INPUT MATERIAL »
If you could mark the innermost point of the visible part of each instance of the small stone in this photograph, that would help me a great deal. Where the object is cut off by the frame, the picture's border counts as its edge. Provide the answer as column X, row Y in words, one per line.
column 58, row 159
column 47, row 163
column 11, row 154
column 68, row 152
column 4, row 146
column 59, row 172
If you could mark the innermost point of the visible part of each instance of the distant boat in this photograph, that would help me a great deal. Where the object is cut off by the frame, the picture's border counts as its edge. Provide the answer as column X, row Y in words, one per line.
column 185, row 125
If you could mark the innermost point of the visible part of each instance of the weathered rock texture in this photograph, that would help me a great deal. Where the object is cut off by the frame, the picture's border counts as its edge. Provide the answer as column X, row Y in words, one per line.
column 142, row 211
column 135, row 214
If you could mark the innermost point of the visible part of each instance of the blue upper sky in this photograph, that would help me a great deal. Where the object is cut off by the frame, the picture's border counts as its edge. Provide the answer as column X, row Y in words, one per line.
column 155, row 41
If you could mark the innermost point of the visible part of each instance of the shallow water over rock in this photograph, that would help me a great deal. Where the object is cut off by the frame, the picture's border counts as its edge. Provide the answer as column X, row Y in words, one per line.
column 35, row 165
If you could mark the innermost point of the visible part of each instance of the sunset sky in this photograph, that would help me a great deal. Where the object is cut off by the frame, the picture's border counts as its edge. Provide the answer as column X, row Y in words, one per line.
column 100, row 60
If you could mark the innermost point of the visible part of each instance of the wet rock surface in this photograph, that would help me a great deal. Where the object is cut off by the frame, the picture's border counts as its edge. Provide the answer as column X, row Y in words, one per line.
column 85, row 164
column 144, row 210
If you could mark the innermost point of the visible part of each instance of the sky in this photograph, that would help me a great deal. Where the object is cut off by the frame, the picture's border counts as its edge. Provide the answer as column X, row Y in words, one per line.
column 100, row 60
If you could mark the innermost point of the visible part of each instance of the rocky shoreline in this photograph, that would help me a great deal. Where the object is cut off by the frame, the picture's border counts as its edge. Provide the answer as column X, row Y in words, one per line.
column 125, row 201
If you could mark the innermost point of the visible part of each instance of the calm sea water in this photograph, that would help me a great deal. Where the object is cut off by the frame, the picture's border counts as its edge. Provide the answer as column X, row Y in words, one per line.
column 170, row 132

INSTRUCTIONS FOR THE TASK »
Repeat the whole listing verbatim.

ANSWER BOX »
If you could mark the innermost point of the visible part of each instance of the small stone in this photograph, that would help me a great deal. Where the object is cut off by the frame, the picture's border counts as its edge. Provide the answer as column X, row Y in words, one per line.
column 58, row 159
column 47, row 163
column 11, row 154
column 68, row 152
column 4, row 146
column 59, row 172
If you could mark the innermost point of the visible part of each instance of the distant boat in this photograph, that would help me a great deal. Where the object is cut off by the frame, the picture's border counts as its edge. Provide the answer as column X, row Y in words, one per line.
column 185, row 125
If you could mark the innermost point of the visible part of each instance of the weathered rock texture in this photograph, that would help me a great deal. Where the object is cut off by the frame, the picture's border counts as its edge. Provide the answer as column X, row Y in words, one per line.
column 142, row 211
column 135, row 214
If you could mark the innermost point of the visible part of each instance of the blue upper sky in this photograph, that would help me a great deal. Where the object is cut off by the frame, the picture's border counts as its edge. Provide the answer as column X, row Y in words, one per line.
column 155, row 41
If you could mark the innermost point of the visible part of each instance of the shallow water over rock in this photograph, that would help me a great deal. Where the object is cut off by the frame, the picture's border counts as its edge. Provide the answer as column X, row Y in words, one per line.
column 35, row 165
If you could mark the innermost point of the visible part of each instance of the sunset sky in this photograph, that would help me a great deal. Where the object is cut off by the frame, the picture's border counts as its edge. Provide the answer as column X, row Y in words, one per line.
column 100, row 60
If you could mark the innermost point of the visible part of each instance of the wet rock surface in this photograph, that would help me a great deal. Where the object is cut off by the frame, the picture's border counts as its edge. Provide the answer as column X, row Y in words, one per line.
column 85, row 164
column 144, row 210
If you could mark the innermost point of the visible part of each instance of the sky in this photograph, that would help me a great deal. Where the object is cut off by the frame, the picture's border counts as its edge. Provide the answer as column X, row Y in words, one per line.
column 100, row 60
If you could mark the innermost point of the visible part of each instance of the rocky shoreline in this photograph, that would help me a great deal. Where the object is cut off by the frame, the picture's border counts as its edge. Provide the answer as column X, row Y in words, one per line.
column 125, row 201
If you could mark the innermost point of the visible part of each instance of the calm sea water in this photograph, that would help me a great deal. Where the object is cut off by the frame, the picture's border counts as its edge. Provide the answer as column X, row Y in words, one per line.
column 170, row 132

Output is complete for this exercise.